▶ _REQUIRED ACTIONS_:
(A) Retype the passage of the Base64 review notes from "809: Can the" up to and including "on input size).".
(B) According to the Base64 review notes, how many times faster than the existing implementation is the proposed DecInputStream version?
--- start of PAGE ---
809: Can the buffer byte array be sized based on linemax? The field declaration should be with the other fields at the top of the file. 848: checkNewline compares == with linemax; that works when each byte is counted separately It seems like it would safer if it was ">=". 957: can sbBuf be shared with lbuf? More on the input buffering question below.
jmh.src: http://cr.openjdk.java.net/~sherman/8164278/Base64BM.java jmh.result: http://cr.openjdk.java.net/~sherman/8164278/base64.bm
Base64.Decoder.decode0: Adopted the "similar" optimization approach we took in Base64.Encoder.encode0() to add a "fast path" to decode a block of 4-byte units together (current implementation decodes one single byte per while/loop. The jmh benchmark result indicates a big speed boost (those decodeArray/Mime/Url results, from 30% to 2 times faster, depends on input size).
:)
Base64.Encoder.encode0() It appears encode0() was fully optimized in 1.8. Can't get it faster :-) Tried to use Unsafe.getLong/putLong instead of byte by byte access. But it appears the 8-byte "vectorization" does not bring us enough speed up, the performance is the same as the current one. See encode00() at http://cr.openjdk.java.net/~sherman/8164278/webrev.00
Base64.Encoder.wrap(OutputStream)/EncOutputStream.write(): If my memory serves me right, the current implementation was under the assumption that the underlying output stream probably is buffered (if invoker cares). It would be a redundant if EncOutputStream buffers bytes again. It appears this is a wrong assumption. It is much slower to write 4 bytes separately, compared to bundle them together in a byte[4] and write into underlying, even the underlying output stream is a ByteArrayOutputStream. Again, the proposed change is to add a fast path loop, as we do in encode0(), to decode/ write a block of 3-byte->4-byte unites. It appears this fast loop can help the compiler to optimize away some boundary checks, therefor is much faster. The jmh result Base64BM.encodeOS suggests the new implementation is almost 4 times faster and is almost the same as java.mail's stream encoder.
Base64.Decoder.wrap(InputStream)/DecInputStream.read(): Same as the approach we take for decode0(), to add a fast path decode block of 4-byte unites together. The jmh result Base64BM.decodeOS (the name probably should be decodeIS, for InputStream, but anyway...) shows the proposed one is 4 times faster than the existing impl and double the java.mail (Base64BM.decodeOS_javamail) implementation.
--- end of PAGE ---
--- start of RECORDED DATA ---
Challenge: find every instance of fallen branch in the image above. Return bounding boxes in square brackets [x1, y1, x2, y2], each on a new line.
--- end of RECORDED DATA ---
▶ _THE ANSWERS_:
(A)
809: Can the buffer byte array be sized based on linemax? The field declaration should be with the other fields at the top of the file. 848: checkNewline compares == with linemax; that works when each byte is counted separately It seems like it would safer if it was ">=". 957: can sbBuf be shared with lbuf? More on the input buffering question below.
jmh.src: http://cr.openjdk.java.net/~sherman/8164278/Base64BM.java jmh.result: http://cr.openjdk.java.net/~sherman/8164278/base64.bm
Base64.Decoder.decode0: Adopted the "similar" optimization approach we took in Base64.Encoder.encode0() to add a "fast path" to decode a block of 4-byte units together (current implementation decodes one single byte per while/loop. The jmh benchmark result indicates a big speed boost (those decodeArray/Mime/Url results, from 30% to 2 times faster, depends on input size).

(B) It is 4 times faster than the existing implementation.